### Task:
Repeat all the entries with "segmenter" swapped for "outliner" and everything else left as it is. Leave the pictures out.

### Exercise material:
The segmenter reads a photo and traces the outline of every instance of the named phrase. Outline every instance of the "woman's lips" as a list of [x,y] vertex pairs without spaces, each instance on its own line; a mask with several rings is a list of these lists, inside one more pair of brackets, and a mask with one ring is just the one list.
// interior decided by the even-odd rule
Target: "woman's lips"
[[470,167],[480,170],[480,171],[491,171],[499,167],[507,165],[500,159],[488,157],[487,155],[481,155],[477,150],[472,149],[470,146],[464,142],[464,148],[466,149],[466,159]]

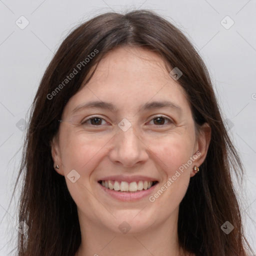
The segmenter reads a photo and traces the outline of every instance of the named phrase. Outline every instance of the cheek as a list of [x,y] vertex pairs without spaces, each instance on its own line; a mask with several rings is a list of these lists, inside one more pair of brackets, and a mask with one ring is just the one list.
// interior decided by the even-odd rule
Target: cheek
[[193,138],[184,135],[160,138],[158,140],[158,144],[152,145],[150,148],[158,158],[158,162],[166,174],[172,176],[176,170],[190,160],[193,147]]
[[82,132],[66,132],[60,134],[60,157],[65,174],[74,169],[83,175],[88,174],[86,170],[92,169],[90,166],[96,162],[100,150],[109,140]]

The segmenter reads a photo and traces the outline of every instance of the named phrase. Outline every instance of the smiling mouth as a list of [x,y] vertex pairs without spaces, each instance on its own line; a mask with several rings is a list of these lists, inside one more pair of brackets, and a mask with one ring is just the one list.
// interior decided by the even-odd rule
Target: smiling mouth
[[148,190],[158,183],[158,181],[148,182],[144,180],[131,182],[124,181],[119,182],[117,180],[99,180],[98,182],[106,188],[118,192],[129,192]]

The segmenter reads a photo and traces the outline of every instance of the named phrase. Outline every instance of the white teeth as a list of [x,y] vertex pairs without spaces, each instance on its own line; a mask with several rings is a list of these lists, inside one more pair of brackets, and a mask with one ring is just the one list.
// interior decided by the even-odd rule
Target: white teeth
[[120,190],[120,184],[119,184],[119,182],[116,181],[114,182],[114,190],[116,191]]
[[138,190],[143,190],[143,182],[140,180],[138,182]]
[[112,182],[111,180],[108,180],[108,186],[110,187],[110,190],[112,190],[114,188]]
[[128,183],[126,182],[119,182],[116,180],[102,180],[101,184],[106,188],[114,190],[116,191],[124,191],[136,192],[142,190],[146,190],[150,188],[153,184],[152,182],[144,182],[140,180]]
[[126,182],[121,182],[120,184],[120,190],[121,191],[129,191],[129,184]]
[[131,182],[129,185],[129,191],[137,191],[138,186],[136,182]]

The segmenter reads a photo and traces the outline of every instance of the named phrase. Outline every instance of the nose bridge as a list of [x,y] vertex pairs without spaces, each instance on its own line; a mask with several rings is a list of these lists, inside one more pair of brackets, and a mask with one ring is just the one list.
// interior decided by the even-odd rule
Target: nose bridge
[[[120,126],[121,124],[120,124]],[[125,124],[125,126],[127,126]],[[120,130],[118,132],[118,143],[124,150],[138,150],[139,148],[140,140],[138,138],[139,135],[136,134],[136,129],[135,128],[135,124],[130,124],[127,130],[124,130],[120,128]]]
[[[122,124],[121,122],[120,124]],[[146,160],[148,154],[135,124],[130,125],[127,130],[122,128],[126,126],[127,123],[126,124],[124,122],[124,126],[118,128],[110,158],[113,162],[121,162],[128,166]]]

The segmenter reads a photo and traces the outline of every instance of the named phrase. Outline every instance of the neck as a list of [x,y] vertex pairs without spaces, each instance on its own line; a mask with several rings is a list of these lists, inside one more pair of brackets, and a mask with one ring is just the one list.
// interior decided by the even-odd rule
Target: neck
[[[79,212],[79,211],[78,211]],[[115,232],[92,223],[78,213],[82,242],[76,256],[186,256],[178,245],[178,214],[166,221],[152,224],[141,232]]]

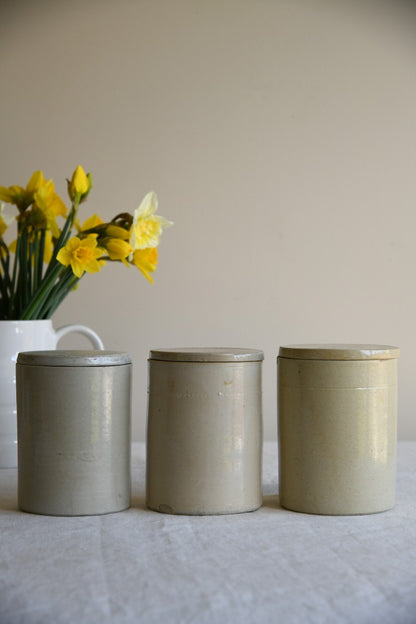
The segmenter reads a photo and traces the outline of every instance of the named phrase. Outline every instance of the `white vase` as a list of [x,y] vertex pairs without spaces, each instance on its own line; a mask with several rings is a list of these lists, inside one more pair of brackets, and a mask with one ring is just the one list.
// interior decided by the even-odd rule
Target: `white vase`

### Correct response:
The outliner reads a photo and traces the outline of every instance of the named phrase. Outline every instance of the "woman's lips" as a list of [x,y] vertex pairs without spaces, each instance on its own line; a mask with several rings is a list of these lists, inside one more pair of brackets, and a mask with one ring is just the one list.
// interior decided by the even-odd rule
Target: "woman's lips"
[[470,167],[480,170],[480,171],[491,171],[499,167],[507,165],[500,159],[488,157],[487,155],[481,155],[477,150],[472,149],[470,146],[464,142],[464,148],[466,149],[466,159]]

The outliner reads a photo and traces the outline of every instance of the named phrase. Outline every instance of the cheek as a list of [x,y] vertex pairs without spaces, each instance on its own line; a mask with several rings is a list of these lists, inside one more pair of brackets, and a mask with one ring is just the one list.
// interior decided by the even-odd rule
Target: cheek
[[193,138],[184,135],[160,138],[158,140],[158,144],[152,145],[150,148],[158,158],[158,162],[166,174],[172,176],[176,170],[190,160],[193,147]]
[[82,132],[66,132],[60,134],[60,157],[65,174],[74,169],[83,175],[88,174],[86,170],[92,169],[90,166],[96,162],[100,150],[109,140]]

The outliner reads a photo and traces the outline of every instance of the named phrase. Outline every instance of the smiling mouth as a list of [x,y] vertex pairs without spaces, each instance on its own line; a mask with several rings is a list of these lists, inside one more pair of brackets, and a mask with one ring is just the one list.
// interior decided by the even-odd rule
Target: smiling mouth
[[148,190],[158,183],[158,181],[148,182],[144,180],[131,182],[124,181],[119,182],[117,180],[99,180],[98,182],[106,188],[118,192],[129,192]]

The outliner reads a photo and traces the outline of every instance of the named phrase. Outline every instance of the white teeth as a list of [x,y] vertex pairs without spaces, each instance on its own line; a mask with several rings is a list of these lists, inside one more pair of brackets, and a mask with one ring is just the one list.
// interior decided by the even-odd rule
Target: white teeth
[[120,190],[120,184],[119,184],[119,182],[116,181],[114,182],[114,190],[116,191]]
[[138,190],[143,190],[143,182],[140,180],[138,182]]
[[112,182],[111,180],[108,180],[108,186],[110,187],[110,190],[112,190],[114,188]]
[[128,183],[126,182],[119,182],[116,180],[102,180],[101,184],[106,188],[114,190],[116,191],[124,191],[136,192],[142,190],[146,190],[150,188],[153,184],[152,182],[144,182],[140,180]]
[[126,182],[121,182],[120,184],[120,190],[121,191],[129,191],[129,184]]
[[131,182],[129,185],[129,191],[137,191],[138,186],[136,182]]

The outliner reads a photo and traces the outline of every instance of the named phrase. Outline every instance of the nose bridge as a list of [x,y] vertex pairs without spaces, each instance on its own line; a mask with several rings is a list of these lists, inside one more pair of brackets, and a mask with one ring is just the one list.
// interior decided by the even-odd rule
Target: nose bridge
[[[120,126],[121,124],[120,124]],[[125,124],[125,126],[127,126]],[[120,130],[118,132],[118,143],[124,150],[138,150],[139,148],[140,140],[138,138],[139,135],[136,134],[136,129],[135,128],[135,124],[130,124],[127,130],[124,130],[120,128]]]
[[[122,124],[121,122],[120,124]],[[146,160],[148,154],[135,124],[130,125],[127,130],[122,128],[126,126],[127,123],[126,124],[124,122],[124,126],[118,128],[110,158],[113,162],[121,162],[128,166]]]

The outliner reads a photo and traces the outline of every instance of the named phrase. Outline every instance of the neck as a list of [x,y] vertex pairs without spaces, each instance on its own line; a mask with several rings is a list of these lists, inside one more pair of brackets, and a mask with one ring is just the one list.
// interior decided by the even-odd rule
Target: neck
[[[79,212],[79,211],[78,211]],[[115,232],[92,223],[78,213],[82,242],[76,256],[186,256],[178,245],[178,214],[166,221],[152,224],[141,232]]]

The outliner reads a photo and traces the outline of every instance of the named phrase. Outline every instance of the `white vase` as a list of [x,y] vertex pairs without spaces, each instance on its own line; a mask with several rings is a list of these lists, inside one more pair of brackets, and a mask with one ring is just the one list.
// interior decided by the even-odd rule
Target: `white vase`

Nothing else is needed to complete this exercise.